Task prompt
Pick out each of the lines below that contains the word "area", and copy those lines.

* * *

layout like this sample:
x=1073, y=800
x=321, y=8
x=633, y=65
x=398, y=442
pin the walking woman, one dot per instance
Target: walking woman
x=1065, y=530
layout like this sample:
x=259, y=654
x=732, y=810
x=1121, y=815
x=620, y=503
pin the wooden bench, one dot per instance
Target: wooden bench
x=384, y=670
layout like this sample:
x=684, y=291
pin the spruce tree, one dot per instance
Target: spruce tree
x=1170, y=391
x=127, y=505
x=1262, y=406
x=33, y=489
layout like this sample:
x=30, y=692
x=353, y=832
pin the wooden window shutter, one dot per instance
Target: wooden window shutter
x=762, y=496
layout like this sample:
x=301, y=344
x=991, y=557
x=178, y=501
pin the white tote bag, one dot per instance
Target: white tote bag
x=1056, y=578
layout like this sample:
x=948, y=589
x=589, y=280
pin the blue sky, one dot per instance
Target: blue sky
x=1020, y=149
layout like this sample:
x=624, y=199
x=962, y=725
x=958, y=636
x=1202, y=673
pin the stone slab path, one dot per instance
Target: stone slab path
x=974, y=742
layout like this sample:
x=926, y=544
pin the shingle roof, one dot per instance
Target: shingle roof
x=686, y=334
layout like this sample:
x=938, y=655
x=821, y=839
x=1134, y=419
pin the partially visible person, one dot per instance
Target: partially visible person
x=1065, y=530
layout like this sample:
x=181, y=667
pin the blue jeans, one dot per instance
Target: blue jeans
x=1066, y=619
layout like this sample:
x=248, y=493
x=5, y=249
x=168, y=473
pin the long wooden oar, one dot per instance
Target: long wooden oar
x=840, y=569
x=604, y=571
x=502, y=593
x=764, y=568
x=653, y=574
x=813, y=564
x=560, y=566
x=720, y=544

* * *

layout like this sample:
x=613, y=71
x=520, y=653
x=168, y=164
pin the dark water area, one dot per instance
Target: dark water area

* * *

The solution
pin the dark water area, one dot per instance
Target: dark water area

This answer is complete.